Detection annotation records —

* * *

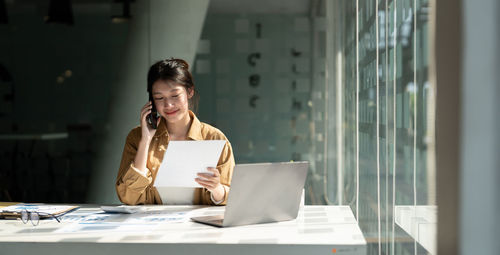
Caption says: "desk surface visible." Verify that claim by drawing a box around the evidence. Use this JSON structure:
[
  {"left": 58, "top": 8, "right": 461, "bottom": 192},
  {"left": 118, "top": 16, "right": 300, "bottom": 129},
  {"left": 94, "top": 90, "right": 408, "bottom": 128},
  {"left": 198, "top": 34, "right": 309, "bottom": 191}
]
[{"left": 0, "top": 205, "right": 366, "bottom": 255}]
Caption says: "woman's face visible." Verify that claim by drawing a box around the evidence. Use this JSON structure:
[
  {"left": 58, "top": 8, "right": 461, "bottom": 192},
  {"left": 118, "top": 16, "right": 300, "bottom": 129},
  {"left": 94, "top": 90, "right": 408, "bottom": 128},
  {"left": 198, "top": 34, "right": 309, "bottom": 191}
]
[{"left": 152, "top": 80, "right": 194, "bottom": 123}]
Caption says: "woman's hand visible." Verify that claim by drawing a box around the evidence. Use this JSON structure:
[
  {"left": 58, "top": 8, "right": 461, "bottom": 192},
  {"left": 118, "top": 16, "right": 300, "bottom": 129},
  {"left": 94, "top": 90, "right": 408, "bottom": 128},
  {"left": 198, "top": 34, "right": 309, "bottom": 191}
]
[
  {"left": 141, "top": 101, "right": 160, "bottom": 144},
  {"left": 194, "top": 167, "right": 225, "bottom": 201}
]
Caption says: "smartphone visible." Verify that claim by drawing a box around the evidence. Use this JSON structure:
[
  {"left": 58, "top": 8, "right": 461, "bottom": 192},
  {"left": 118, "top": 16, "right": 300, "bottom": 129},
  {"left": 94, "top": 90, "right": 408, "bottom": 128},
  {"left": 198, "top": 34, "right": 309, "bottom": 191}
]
[{"left": 146, "top": 93, "right": 159, "bottom": 129}]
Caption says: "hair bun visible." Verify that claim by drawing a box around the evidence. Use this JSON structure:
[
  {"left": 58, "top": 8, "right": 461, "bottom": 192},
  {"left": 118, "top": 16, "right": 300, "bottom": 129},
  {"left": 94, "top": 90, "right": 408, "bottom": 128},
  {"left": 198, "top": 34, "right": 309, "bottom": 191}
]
[{"left": 163, "top": 58, "right": 189, "bottom": 70}]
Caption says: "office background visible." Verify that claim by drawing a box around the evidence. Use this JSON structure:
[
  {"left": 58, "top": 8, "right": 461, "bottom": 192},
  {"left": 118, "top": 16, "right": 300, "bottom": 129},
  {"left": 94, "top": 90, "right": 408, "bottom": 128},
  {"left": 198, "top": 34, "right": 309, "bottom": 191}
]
[{"left": 0, "top": 0, "right": 498, "bottom": 254}]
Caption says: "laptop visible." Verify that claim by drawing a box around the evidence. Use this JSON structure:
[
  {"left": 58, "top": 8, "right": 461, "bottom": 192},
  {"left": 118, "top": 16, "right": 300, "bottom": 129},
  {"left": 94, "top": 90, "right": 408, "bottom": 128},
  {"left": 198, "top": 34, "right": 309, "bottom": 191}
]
[{"left": 191, "top": 162, "right": 309, "bottom": 227}]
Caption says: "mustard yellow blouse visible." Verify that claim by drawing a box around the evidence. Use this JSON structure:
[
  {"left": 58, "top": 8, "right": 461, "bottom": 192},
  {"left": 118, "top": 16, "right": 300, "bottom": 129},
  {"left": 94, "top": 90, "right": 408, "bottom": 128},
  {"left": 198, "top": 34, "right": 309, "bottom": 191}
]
[{"left": 116, "top": 111, "right": 234, "bottom": 205}]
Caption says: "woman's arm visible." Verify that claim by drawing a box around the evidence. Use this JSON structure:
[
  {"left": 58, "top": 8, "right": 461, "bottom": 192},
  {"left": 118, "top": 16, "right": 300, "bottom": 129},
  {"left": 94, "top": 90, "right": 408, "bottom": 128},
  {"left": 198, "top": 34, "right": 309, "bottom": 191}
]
[{"left": 116, "top": 102, "right": 156, "bottom": 204}]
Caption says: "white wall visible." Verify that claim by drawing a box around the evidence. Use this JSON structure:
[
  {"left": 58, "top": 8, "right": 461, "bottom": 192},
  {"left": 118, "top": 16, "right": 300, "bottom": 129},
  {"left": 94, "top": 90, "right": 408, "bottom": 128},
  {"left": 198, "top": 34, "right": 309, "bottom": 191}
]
[
  {"left": 459, "top": 0, "right": 500, "bottom": 254},
  {"left": 87, "top": 0, "right": 209, "bottom": 204}
]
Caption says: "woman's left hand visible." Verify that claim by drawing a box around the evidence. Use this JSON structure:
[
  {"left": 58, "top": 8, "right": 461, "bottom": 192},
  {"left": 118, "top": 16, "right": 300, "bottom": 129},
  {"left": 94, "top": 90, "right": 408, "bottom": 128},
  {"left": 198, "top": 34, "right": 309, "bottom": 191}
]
[{"left": 194, "top": 167, "right": 225, "bottom": 201}]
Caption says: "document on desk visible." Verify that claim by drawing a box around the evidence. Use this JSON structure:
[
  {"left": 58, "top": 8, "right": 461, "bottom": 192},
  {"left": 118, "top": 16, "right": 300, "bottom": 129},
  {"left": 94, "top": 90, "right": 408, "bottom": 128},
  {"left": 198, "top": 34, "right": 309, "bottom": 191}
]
[{"left": 155, "top": 140, "right": 226, "bottom": 187}]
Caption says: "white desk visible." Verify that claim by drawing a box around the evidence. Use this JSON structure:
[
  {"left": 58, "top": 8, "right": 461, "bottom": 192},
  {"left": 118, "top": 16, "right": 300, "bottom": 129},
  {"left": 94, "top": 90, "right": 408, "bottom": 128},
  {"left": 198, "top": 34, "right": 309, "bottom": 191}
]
[{"left": 0, "top": 206, "right": 366, "bottom": 255}]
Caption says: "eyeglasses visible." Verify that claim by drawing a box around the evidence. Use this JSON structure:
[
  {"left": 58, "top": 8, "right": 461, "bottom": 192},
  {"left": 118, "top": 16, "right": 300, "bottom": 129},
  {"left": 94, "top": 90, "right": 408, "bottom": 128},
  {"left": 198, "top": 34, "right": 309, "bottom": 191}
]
[{"left": 21, "top": 210, "right": 61, "bottom": 226}]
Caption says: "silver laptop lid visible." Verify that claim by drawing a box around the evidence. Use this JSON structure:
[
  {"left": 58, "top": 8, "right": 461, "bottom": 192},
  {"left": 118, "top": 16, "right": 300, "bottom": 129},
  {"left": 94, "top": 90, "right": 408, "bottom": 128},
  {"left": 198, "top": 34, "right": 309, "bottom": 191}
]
[{"left": 223, "top": 162, "right": 309, "bottom": 226}]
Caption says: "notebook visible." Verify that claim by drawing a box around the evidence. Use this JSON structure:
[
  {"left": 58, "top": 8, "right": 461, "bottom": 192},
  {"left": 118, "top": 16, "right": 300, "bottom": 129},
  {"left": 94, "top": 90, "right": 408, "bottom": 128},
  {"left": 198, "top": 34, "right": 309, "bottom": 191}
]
[{"left": 191, "top": 162, "right": 309, "bottom": 227}]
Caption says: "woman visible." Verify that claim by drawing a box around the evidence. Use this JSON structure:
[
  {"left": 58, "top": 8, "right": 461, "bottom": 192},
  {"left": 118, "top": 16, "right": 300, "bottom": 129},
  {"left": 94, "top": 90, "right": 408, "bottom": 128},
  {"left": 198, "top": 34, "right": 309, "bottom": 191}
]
[{"left": 116, "top": 59, "right": 234, "bottom": 205}]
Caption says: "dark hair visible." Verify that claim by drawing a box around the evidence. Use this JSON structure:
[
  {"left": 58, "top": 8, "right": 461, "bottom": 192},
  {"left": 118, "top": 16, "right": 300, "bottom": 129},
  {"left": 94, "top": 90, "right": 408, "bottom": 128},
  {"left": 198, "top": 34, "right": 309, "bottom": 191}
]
[{"left": 147, "top": 58, "right": 199, "bottom": 112}]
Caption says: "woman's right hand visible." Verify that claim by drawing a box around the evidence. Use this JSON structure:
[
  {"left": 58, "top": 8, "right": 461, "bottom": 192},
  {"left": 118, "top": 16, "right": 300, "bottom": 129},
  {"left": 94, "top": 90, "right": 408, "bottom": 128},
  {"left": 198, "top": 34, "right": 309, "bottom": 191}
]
[{"left": 141, "top": 101, "right": 161, "bottom": 144}]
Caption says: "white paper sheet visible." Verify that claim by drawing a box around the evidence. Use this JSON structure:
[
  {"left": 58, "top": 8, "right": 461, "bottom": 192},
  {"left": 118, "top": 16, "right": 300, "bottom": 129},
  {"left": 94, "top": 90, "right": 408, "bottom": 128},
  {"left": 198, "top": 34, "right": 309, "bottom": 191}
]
[{"left": 155, "top": 140, "right": 226, "bottom": 187}]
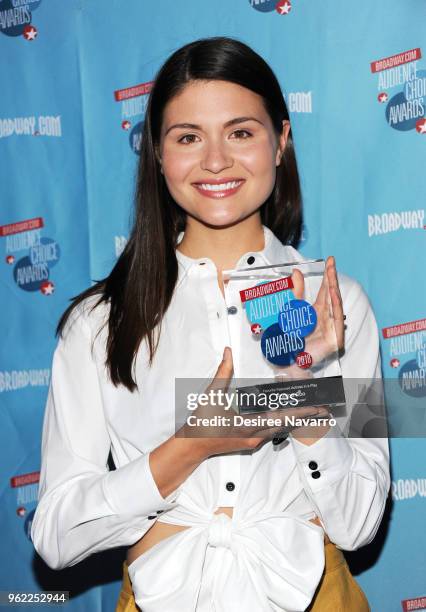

* * *

Work instructions —
Report every line of the material above that contains the word "hand", matching case exactly.

Full solution —
Caption says: "woman's hand visible." Verify that claim by drawing a box around the evidence. Use this JSON structure:
Caption says: "woman's left hand visible." Verify that claim by drawing a box around the evidence. Use this JSON structure:
Caption says: "woman's right hand visible." Verify that claim by drawing a box around the evidence. Use this JSON structure:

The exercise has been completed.